_TASK GOAL_
Could you reproduce the entries exactly, omitting every picture?

Saved entries:
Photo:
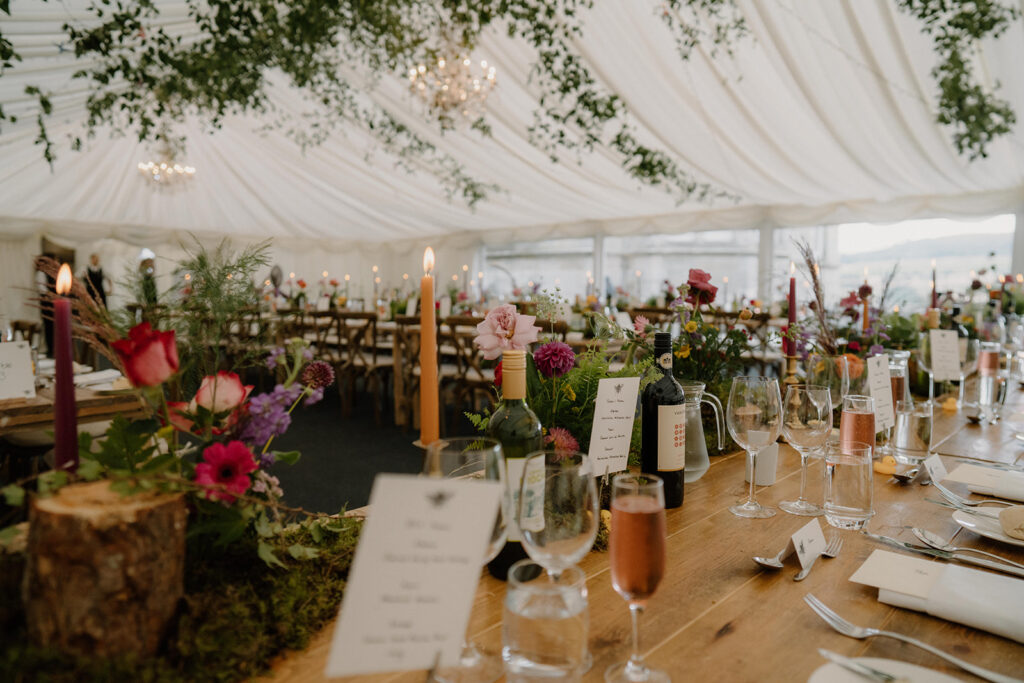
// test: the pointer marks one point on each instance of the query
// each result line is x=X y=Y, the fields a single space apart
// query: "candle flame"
x=64 y=280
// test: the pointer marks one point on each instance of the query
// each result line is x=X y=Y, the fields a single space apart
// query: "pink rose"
x=701 y=291
x=221 y=392
x=150 y=356
x=505 y=329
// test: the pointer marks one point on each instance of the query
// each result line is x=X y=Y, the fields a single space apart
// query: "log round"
x=104 y=571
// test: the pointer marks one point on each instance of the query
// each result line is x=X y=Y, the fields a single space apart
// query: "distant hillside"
x=955 y=247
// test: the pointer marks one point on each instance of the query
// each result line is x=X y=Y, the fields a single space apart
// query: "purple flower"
x=554 y=358
x=273 y=359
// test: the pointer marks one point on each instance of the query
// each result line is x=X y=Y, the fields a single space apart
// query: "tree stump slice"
x=104 y=571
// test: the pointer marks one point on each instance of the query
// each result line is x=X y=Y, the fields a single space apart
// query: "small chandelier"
x=166 y=171
x=454 y=87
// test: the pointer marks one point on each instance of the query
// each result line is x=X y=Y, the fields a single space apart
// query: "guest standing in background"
x=99 y=285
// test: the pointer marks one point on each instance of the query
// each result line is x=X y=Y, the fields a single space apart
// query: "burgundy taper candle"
x=65 y=412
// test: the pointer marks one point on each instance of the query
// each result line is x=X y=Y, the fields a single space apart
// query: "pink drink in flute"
x=636 y=547
x=857 y=423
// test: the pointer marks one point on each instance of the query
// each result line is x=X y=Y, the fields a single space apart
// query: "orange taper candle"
x=428 y=354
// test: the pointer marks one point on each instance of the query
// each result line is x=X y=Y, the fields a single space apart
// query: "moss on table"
x=238 y=614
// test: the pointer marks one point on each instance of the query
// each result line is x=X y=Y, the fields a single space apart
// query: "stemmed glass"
x=806 y=425
x=636 y=549
x=753 y=417
x=473 y=458
x=558 y=509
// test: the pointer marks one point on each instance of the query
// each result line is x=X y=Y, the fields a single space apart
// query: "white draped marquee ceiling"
x=823 y=114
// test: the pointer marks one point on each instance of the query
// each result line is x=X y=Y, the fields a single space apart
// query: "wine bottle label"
x=514 y=468
x=671 y=438
x=531 y=513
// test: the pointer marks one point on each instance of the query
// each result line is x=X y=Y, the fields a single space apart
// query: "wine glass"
x=806 y=425
x=753 y=417
x=558 y=509
x=473 y=458
x=832 y=372
x=636 y=553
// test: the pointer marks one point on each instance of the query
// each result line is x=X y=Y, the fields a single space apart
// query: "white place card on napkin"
x=415 y=574
x=882 y=390
x=981 y=599
x=15 y=371
x=614 y=410
x=945 y=354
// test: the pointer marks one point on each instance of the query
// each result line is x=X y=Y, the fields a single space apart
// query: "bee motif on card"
x=438 y=499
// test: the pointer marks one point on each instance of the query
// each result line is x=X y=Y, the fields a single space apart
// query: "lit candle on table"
x=65 y=418
x=864 y=324
x=790 y=346
x=428 y=354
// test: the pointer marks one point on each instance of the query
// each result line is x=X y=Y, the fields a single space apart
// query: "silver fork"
x=832 y=550
x=859 y=632
x=960 y=500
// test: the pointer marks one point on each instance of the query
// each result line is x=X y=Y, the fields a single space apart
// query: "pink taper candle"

_RESPONSE TO THE TASK_
Photo:
// test: the pointer marks one point on each instance of the query
// each result line is x=X y=Y, the fields a single space apart
// query: "candle flame"
x=64 y=280
// test: the pointer marks one point on each instance of the query
// each result line is x=X y=Y, the fields a single space apart
// query: "pink rose"
x=701 y=291
x=221 y=392
x=150 y=356
x=505 y=329
// test: the pointer marks one point on each instance of the query
// each result line is x=X y=Y, the fields a single space apart
// query: "log round"
x=104 y=571
// test: the pointer marks one point on each instance of the query
// each result line is x=X y=Y, the fields a single space apart
// query: "distant hillside"
x=955 y=247
// test: the pointer marks one point on each instance of the query
// each result line is x=X y=Y, the fields a single space apart
// query: "purple flower"
x=554 y=358
x=273 y=359
// test: the pointer marks one point on each instance of the query
// each result line is x=X y=Y, the fields a single space apart
// query: "tree stump slice"
x=104 y=571
// test: the pointer marks one point on each instance of the query
// each result line is x=X y=Y, the fields a single space apart
// query: "small chandelier"
x=166 y=171
x=454 y=87
// test: the pointer marks one point on each instance of the query
// each result line is x=X y=Y, the fields a single space apart
// query: "guest standing in background"
x=99 y=285
// test: the pointer marks one point on each instance of the query
// each result line is x=X y=Y, the fields a single space apart
// query: "burgundy taper candle"
x=65 y=412
// test: the pointer marks one point on each instance of the query
// each result line is x=X y=Y, the fields a single space apart
// query: "pink drink in flute"
x=636 y=547
x=857 y=423
// test: the pointer marks one point on each instance of the query
// each result line is x=X y=Y, the fields a single space apart
// query: "orange taper candle"
x=428 y=354
// test: the pointer marks one point on each instance of the query
// each result line is x=X y=Y, the fields a single space apart
// query: "moss on table"
x=238 y=614
// test: the pointer marks one point on each instance of the query
// each result line is x=X y=Y, the fields a single space apart
// query: "stemmed glass"
x=806 y=425
x=636 y=549
x=753 y=417
x=473 y=458
x=558 y=509
// test: the pointer marks one point on each instance of the query
// each result line is x=X y=Y, the fields a single space apart
// query: "white draped marquee ceiling"
x=823 y=114
// test: the pointer marks one point on each instance of the query
// each result line is x=X y=Y, the fields a single space apart
// query: "wine bottle label"
x=514 y=468
x=671 y=438
x=531 y=513
// test: the pointer marks one point on each instance of the query
// each result line is x=X y=Y, the fields a single space apart
// query: "wine glass"
x=806 y=425
x=753 y=417
x=558 y=509
x=473 y=458
x=832 y=372
x=636 y=553
// test: the pointer marks one point on each instance of the query
// each result line is x=X y=Y, the fields a single space apart
// query: "white place card on napkin"
x=415 y=574
x=882 y=390
x=981 y=599
x=15 y=371
x=614 y=410
x=945 y=354
// test: the pointer marks one point on each instance of the query
// each result line is x=X y=Y, the fields a single space apart
// query: "bee motif on card"
x=438 y=499
// test: the pointer marks one point on each instance of the query
// each result line is x=X y=Y, the fields a single space apart
// query: "lit candle on table"
x=65 y=418
x=864 y=324
x=790 y=346
x=428 y=354
// test: the pointer marks one point on each instance of the query
// each result line is x=X y=Y, the fields a single space apart
// query: "silver fork"
x=832 y=550
x=859 y=632
x=960 y=500
// test: the pointer marks one point on each instance of the query
// each result line is x=X y=Y, the fields a single space apart
// query: "pink taper candle"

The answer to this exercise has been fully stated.